[RINGKASAN TUGAS A] Salin kembali baris-baris entri secara persis, mulai dari baris pertama entri hingga baris yang memuat "inside_test: even-odd", dengan kedua baris batas itu ikut disalin.

NUSANTARA

Merawat Kampung Melestarikan Cagar Budaya

Rab, 10 Feb 2021

KAYUTANGAN pernah menjadi bahan pembicaraan sejumlah pakar perkotaan dunia. Kala itu, dua tahun lalu, mereka hadir dalam Internasional Conference of Heritage and Culture in the Integrated Urban Context yang digelar di kampus Universitas Brawijaya.
Para ahli dari berbagai negara itu berkumpul membicarakan pengembangan, konservasi, dan pengelolaan kota-kota bersejarah. “Kayutangan bergaung, kami bawa sampai level internasional,” kenang Ketua Jurusan Arsitektur Universitas Brawijaya Herry Santosa, akhir pekan lalu.
Kayutangan merupakan kawasan heritage di Kota Malang, Jawa Timur. Ia memiliki banyak bangun­an kuno bernilai sejarah. Sebuah potensi besar untuk wisata.
Karena itu, Wali Kota Malang Sutiaji serius mengembangkannya sebagai warisan budaya bangsa. Kayutangan pun dicanangkan sebagai ibu kota heritage Malang Raya.
Di kampung itu ada 50 karya arsitektur yang memadukan gaya kolonial dan lokal. Sampai saat ini 33 bangunan di antaranya sudah tesertifikasi.

[Daftar data]
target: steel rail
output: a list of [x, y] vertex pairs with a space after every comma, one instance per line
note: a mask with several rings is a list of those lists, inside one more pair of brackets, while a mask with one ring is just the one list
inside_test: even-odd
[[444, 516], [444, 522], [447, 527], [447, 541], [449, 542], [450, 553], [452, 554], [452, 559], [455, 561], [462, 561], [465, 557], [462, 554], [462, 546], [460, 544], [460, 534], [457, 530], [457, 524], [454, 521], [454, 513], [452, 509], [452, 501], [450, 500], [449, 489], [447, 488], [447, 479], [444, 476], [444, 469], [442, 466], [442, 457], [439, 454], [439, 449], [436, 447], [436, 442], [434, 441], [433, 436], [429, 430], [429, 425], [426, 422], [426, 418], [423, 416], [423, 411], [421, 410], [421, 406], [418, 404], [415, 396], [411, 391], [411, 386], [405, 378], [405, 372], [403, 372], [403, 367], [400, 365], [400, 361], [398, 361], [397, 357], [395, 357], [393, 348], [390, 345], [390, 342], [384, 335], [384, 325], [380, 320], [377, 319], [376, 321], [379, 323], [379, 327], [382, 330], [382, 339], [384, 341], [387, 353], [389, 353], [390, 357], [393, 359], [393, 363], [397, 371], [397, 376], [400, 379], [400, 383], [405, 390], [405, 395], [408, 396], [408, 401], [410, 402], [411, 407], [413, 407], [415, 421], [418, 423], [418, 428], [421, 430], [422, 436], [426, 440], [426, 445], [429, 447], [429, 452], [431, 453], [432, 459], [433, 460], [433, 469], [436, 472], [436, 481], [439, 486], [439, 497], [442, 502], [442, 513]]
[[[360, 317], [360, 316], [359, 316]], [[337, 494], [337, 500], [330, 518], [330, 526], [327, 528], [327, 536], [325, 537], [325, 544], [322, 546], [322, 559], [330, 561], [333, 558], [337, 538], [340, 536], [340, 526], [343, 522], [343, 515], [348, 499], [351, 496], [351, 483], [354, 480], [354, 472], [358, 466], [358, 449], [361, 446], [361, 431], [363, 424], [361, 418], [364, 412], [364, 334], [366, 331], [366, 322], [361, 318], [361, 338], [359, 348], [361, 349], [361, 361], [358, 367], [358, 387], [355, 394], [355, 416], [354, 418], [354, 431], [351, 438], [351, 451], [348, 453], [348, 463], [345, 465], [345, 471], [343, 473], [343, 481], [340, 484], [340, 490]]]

[RINGKASAN TUGAS B]
Jawablah pertanyaan berikut berdasarkan artikel tentang Kayutangan.
(i) Di mana konferensi internasional yang membicarakan Kayutangan digelar?
(ii) Kayutangan merupakan kawasan heritage di kota mana?
(iii) Berapa bangunan di kampung itu yang sudah tersertifikasi?

[HASIL TUGAS A]
target: steel rail
output: a list of [x, y] vertex pairs with a space after every comma, one instance per line
note: a mask with several rings is a list of those lists, inside one more pair of brackets, while a mask with one ring is just the one list
inside_test: even-odd

[HASIL TUGAS B]
(i) Di kampus Universitas Brawijaya.
(ii) Di Kota Malang, Jawa Timur.
(iii) 33 bangunan.